:: Stated task ::
Rewrite every line of the entries below as a JSON list of strings, one string per line, with blank lines dropped. Leave the pictures out of your answer.

:: Information given ::
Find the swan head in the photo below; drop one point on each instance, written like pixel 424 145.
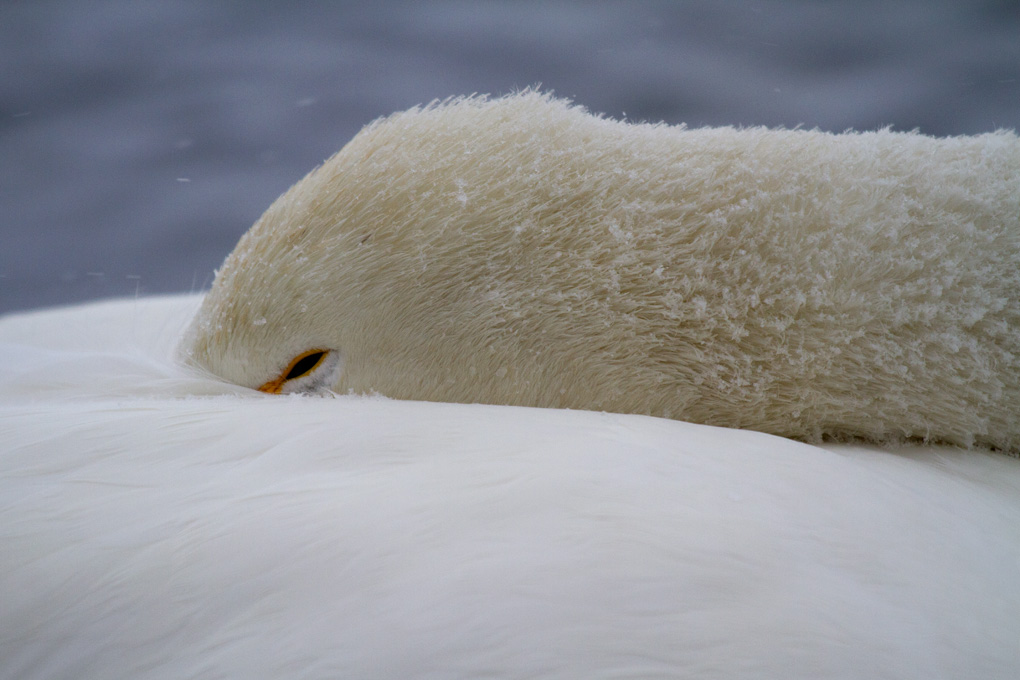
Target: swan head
pixel 378 271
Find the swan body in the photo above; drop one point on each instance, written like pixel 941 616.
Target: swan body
pixel 520 251
pixel 159 524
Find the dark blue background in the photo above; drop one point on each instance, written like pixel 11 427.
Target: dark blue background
pixel 139 140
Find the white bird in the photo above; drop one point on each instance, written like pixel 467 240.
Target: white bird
pixel 521 251
pixel 155 524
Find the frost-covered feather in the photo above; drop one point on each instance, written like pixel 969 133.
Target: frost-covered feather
pixel 520 251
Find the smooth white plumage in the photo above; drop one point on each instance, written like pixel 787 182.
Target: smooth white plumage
pixel 155 523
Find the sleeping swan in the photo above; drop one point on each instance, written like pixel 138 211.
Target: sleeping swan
pixel 521 251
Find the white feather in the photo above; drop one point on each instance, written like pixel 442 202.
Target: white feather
pixel 155 523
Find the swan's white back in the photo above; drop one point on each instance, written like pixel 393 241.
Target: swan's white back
pixel 158 524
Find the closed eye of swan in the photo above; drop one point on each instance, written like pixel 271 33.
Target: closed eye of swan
pixel 301 366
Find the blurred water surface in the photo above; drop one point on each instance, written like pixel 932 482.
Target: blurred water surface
pixel 140 139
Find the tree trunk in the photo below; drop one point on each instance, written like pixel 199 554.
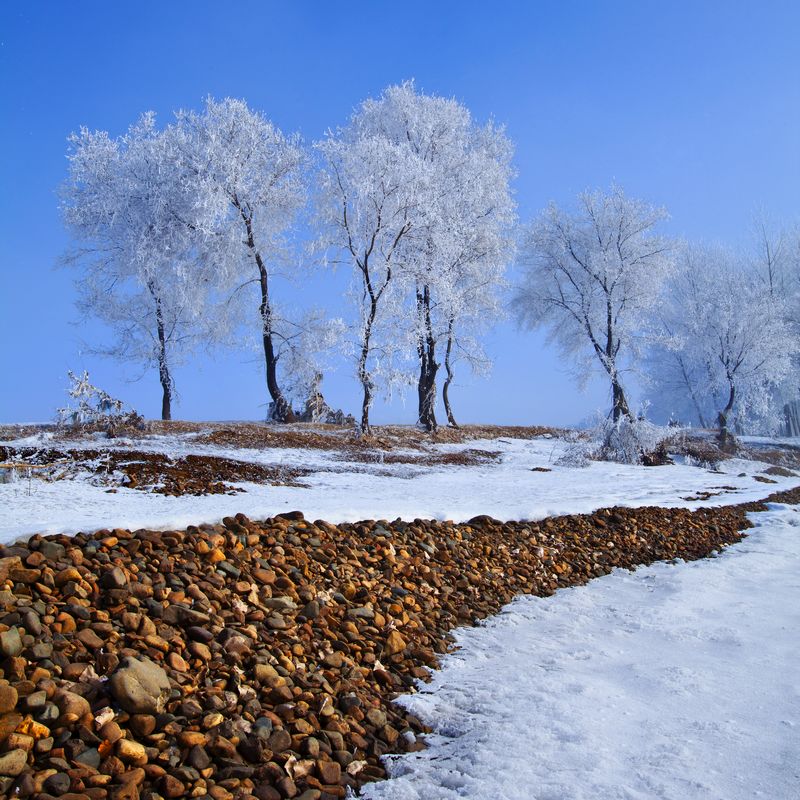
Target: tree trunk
pixel 163 367
pixel 727 441
pixel 363 374
pixel 426 349
pixel 280 410
pixel 448 365
pixel 620 403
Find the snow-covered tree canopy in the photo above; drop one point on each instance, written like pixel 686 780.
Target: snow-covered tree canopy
pixel 366 199
pixel 417 198
pixel 125 203
pixel 726 347
pixel 247 180
pixel 593 278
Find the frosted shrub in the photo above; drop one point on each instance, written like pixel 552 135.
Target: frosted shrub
pixel 95 409
pixel 631 441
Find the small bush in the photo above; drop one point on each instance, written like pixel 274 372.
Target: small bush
pixel 96 410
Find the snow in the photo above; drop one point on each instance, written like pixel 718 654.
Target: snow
pixel 672 682
pixel 342 491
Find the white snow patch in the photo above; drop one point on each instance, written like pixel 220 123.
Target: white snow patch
pixel 672 682
pixel 507 489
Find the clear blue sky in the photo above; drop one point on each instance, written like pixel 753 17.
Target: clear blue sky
pixel 693 105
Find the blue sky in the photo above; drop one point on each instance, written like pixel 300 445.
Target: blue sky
pixel 693 105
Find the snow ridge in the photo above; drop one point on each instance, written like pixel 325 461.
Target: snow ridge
pixel 669 682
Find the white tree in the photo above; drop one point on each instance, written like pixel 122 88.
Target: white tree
pixel 727 343
pixel 364 208
pixel 125 204
pixel 593 278
pixel 247 181
pixel 454 257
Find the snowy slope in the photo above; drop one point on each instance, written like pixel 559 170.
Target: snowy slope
pixel 671 682
pixel 507 489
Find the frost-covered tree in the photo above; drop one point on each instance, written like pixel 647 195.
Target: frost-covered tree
pixel 454 257
pixel 247 181
pixel 593 277
pixel 727 344
pixel 125 204
pixel 366 200
pixel 417 196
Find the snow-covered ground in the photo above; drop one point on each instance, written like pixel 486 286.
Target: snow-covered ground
pixel 670 682
pixel 506 489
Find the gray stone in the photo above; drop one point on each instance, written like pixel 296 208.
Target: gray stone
pixel 114 579
pixel 140 686
pixel 10 642
pixel 13 762
pixel 52 551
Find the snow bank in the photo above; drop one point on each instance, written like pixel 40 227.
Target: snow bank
pixel 671 682
pixel 507 489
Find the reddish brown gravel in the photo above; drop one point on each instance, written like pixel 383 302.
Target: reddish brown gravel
pixel 260 659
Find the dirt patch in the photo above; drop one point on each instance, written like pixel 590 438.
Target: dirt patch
pixel 283 641
pixel 151 472
pixel 469 457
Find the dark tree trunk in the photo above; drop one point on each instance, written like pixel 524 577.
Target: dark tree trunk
pixel 363 374
pixel 727 441
pixel 448 365
pixel 620 403
pixel 426 349
pixel 280 409
pixel 163 367
pixel 620 406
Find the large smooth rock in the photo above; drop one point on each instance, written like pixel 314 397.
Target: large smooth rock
pixel 140 686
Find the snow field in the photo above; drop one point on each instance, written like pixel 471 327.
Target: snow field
pixel 674 682
pixel 505 489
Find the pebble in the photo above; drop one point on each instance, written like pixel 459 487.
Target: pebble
pixel 260 658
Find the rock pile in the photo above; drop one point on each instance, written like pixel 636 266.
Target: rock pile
pixel 259 659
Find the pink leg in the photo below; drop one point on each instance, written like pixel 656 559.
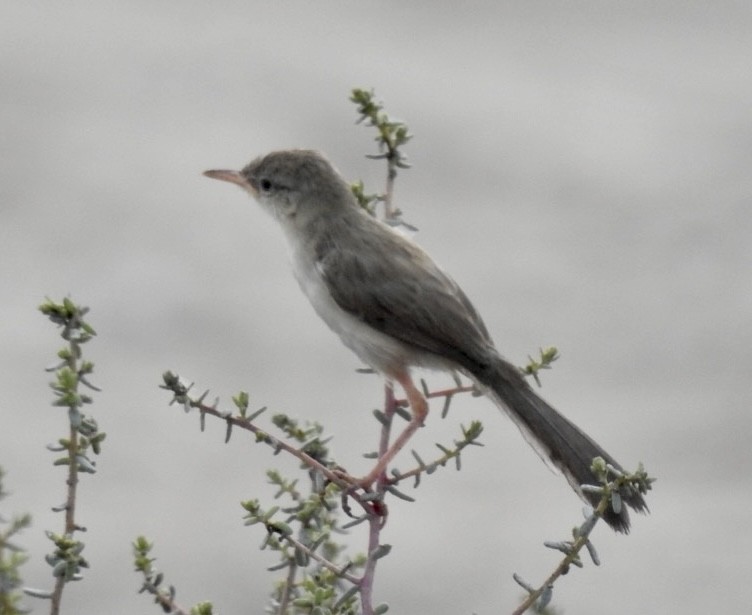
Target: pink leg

:: Exercise solution ::
[
  "Find the swan head in the photo below; drop one point on each instance, written like pixel 424 145.",
  "Target: swan head",
  "pixel 378 271",
  "Find the swan body in the photo above; drop one point on each instance, written like pixel 941 616.",
  "Target: swan body",
  "pixel 520 251",
  "pixel 159 524",
  "Find the dark blue background in the photo above; drop one point on each instance, written like pixel 11 427.",
  "Target: dark blue background",
  "pixel 139 140",
  "Find the white bird in the photo above; drop one point on each instance, written like pixel 467 240.",
  "Target: white bird",
  "pixel 521 251",
  "pixel 155 524",
  "Find the frost-covered feather in the photo above; drop one point on each instance, written like pixel 969 133.",
  "Target: frost-covered feather",
  "pixel 520 251",
  "Find the smooth white plumage in the photo above; drop one point on each instance, written like pixel 787 182.",
  "Target: smooth white plumage",
  "pixel 155 523",
  "Find the sleeping swan in the photo above; drop one point on each instance, written like pixel 138 211.",
  "Target: sleeping swan",
  "pixel 521 251",
  "Find the white feather in the photo above; drop one point on each instance, written like pixel 442 202.",
  "Target: white feather",
  "pixel 155 523",
  "Find the swan's white back in the photo above; drop one point on each instance, written like pixel 393 241.",
  "Target: swan's white back",
  "pixel 158 524",
  "Find the closed eye of swan in the photo above; drop one point on each instance, written like pixel 271 33.",
  "Target: closed eye of swan",
  "pixel 301 366",
  "Find the blurred water surface in the photo above; drop one point on each instance, written like pixel 932 482.",
  "Target: blurred water surface",
  "pixel 140 139",
  "Find the tree trunk in the photo below; drop one point on each instance, written like pixel 199 554.",
  "Target: tree trunk",
  "pixel 163 367",
  "pixel 727 441",
  "pixel 363 374",
  "pixel 426 349",
  "pixel 280 410",
  "pixel 448 365",
  "pixel 620 403",
  "Find the snow-covered tree canopy in the photo above; drop one point on each instance, written like pixel 686 780.",
  "Target: snow-covered tree canopy",
  "pixel 366 199",
  "pixel 417 198",
  "pixel 125 203",
  "pixel 726 347",
  "pixel 247 180",
  "pixel 593 278",
  "Find the frosted shrub in the photo above; drop one point on each instance, written like pixel 552 135.",
  "Target: frosted shrub",
  "pixel 95 409",
  "pixel 631 441",
  "Find the small bush in the photo above; drop one point on each instance, written like pixel 274 372.",
  "Target: small bush",
  "pixel 96 410",
  "Find the snow in the photo above; drop one point on each instance, written like pixel 718 654.",
  "Target: snow",
  "pixel 672 682",
  "pixel 342 491",
  "Find the white snow patch in the photo above; drop one point on each instance, written like pixel 220 123.",
  "Target: white snow patch",
  "pixel 672 682",
  "pixel 507 489",
  "Find the clear blue sky in the photo above; drop one point on each instance, written like pixel 753 17.",
  "Target: clear blue sky",
  "pixel 693 105",
  "Find the blue sky in the photo above; drop one point on each instance, written like pixel 300 445.",
  "Target: blue sky",
  "pixel 693 105",
  "Find the snow ridge in the photo above; drop one point on each instance, written like pixel 325 461.",
  "Target: snow ridge",
  "pixel 669 682",
  "Find the white tree in the photo above; drop one point on each instance, written like pixel 122 88.",
  "Target: white tree",
  "pixel 727 343",
  "pixel 364 208",
  "pixel 125 204",
  "pixel 593 278",
  "pixel 247 181",
  "pixel 454 257",
  "Find the snowy slope in the photo above; drop one point on each instance, written like pixel 559 170.",
  "Target: snowy slope",
  "pixel 671 682",
  "pixel 507 489",
  "Find the frost-covered tree in the photo above; drop one point on each instance, written like pixel 647 195.",
  "Target: frost-covered tree",
  "pixel 454 257",
  "pixel 247 181",
  "pixel 593 277",
  "pixel 727 344",
  "pixel 125 204",
  "pixel 366 200",
  "pixel 417 196",
  "Find the snow-covered ground in the photo above; drop one point on each instance, written like pixel 486 286.",
  "Target: snow-covered ground",
  "pixel 670 682",
  "pixel 506 489",
  "Find the gray stone in the photo above; drop one point on each instance, written like pixel 296 208.",
  "Target: gray stone",
  "pixel 114 579",
  "pixel 140 686",
  "pixel 10 642",
  "pixel 13 762",
  "pixel 52 551",
  "Find the snow bank in the photo above; drop one point on each instance, written like pixel 40 227.",
  "Target: snow bank",
  "pixel 671 682",
  "pixel 507 489",
  "Find the reddish brown gravel in the photo above; drop one point on each instance, written like pixel 383 302.",
  "Target: reddish brown gravel",
  "pixel 260 659",
  "Find the dirt patch in the photo above; drop one point on each instance, written like pixel 590 438.",
  "Target: dirt patch",
  "pixel 283 641",
  "pixel 151 472",
  "pixel 469 457",
  "Find the dark tree trunk in the photo above; drop one point on each instance, written like pixel 524 577.",
  "Target: dark tree trunk",
  "pixel 363 374",
  "pixel 727 441",
  "pixel 448 365",
  "pixel 620 403",
  "pixel 426 349",
  "pixel 280 409",
  "pixel 163 367",
  "pixel 620 406",
  "Find the large smooth rock in the photo above; drop one point on each instance, written like pixel 314 397.",
  "Target: large smooth rock",
  "pixel 140 686",
  "Find the snow field in the photo above; drop one point on each instance, written like pixel 471 327.",
  "Target: snow field",
  "pixel 674 682",
  "pixel 505 489",
  "Find the pebble in the photo above; drop one point on each instance, written like pixel 459 487.",
  "Target: pebble",
  "pixel 260 658",
  "Find the rock pile in the photo above; drop one point on each instance, written like pixel 636 266.",
  "Target: rock pile",
  "pixel 259 659",
  "Find the pink leg in the photo below; drop one point on each instance, written like pixel 656 559.",
  "Target: pink leg"
]